-------- Supplied text

By 17 January 1947, the collection had raised £79 12s 2d, 1000 pounds (about half a ton) of food, 150 parcels and 12 sacks of clothing and shoes. The final total in March was over £93. She wrote "The condition of the poorest family in Reading is many times better than the average family in Germany...it would surely be disastrous to any hope of rebuilding Europe... if we allowed the German people to believe (as they are already beginning to believe) that we are deliberately starving them". 56,000 people in Düsseldorf were living in bunkers, cellars and ruins.

In the year after her mayoralty she invited six Düsseldorf children to stay in Reading for three months, and set up the Reading-Düsseldorf Association to continue the connection. Many children and groups paid exchange visits over subsequent decades. A nursery school was set up in Aachen, and in July 1949 the entire Reading Youth Orchestra received a rapturous welcome in a concert in Düsseldorf. Reading was the first British town to form a link with the "enemy". Phoebe Cusden was the Chair of the Association from 1949 to 1970, and visited Düsseldorf many times, receiving various honours from the city.

----------------

▶ **Tasks to carry out**:
1 - In the passage on the Reading–Düsseldorf link, during which years did Phoebe Cusden chair the Association?
2 - Repeat everything in the passage on the Reading–Düsseldorf link from "By 17 January" down to "cellars and ruins.".
The listing after this point is separate material, unrelated to the passage on the Reading–Düsseldorf link.

-------- Raw data

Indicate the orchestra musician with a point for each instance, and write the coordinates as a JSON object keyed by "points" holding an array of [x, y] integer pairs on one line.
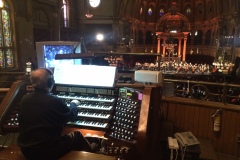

----------------

▶ **Answers to each task**:
1 - She chaired it from 1949 to 1970.

2 -
By 17 January 1947, the collection had raised £79 12s 2d, 1000 pounds (about half a ton) of food, 150 parcels and 12 sacks of clothing and shoes. The final total in March was over £93. She wrote "The condition of the poorest family in Reading is many times better than the average family in Germany...it would surely be disastrous to any hope of rebuilding Europe... if we allowed the German people to believe (as they are already beginning to believe) that we are deliberately starving them". 56,000 people in Düsseldorf were living in bunkers, cellars and ruins.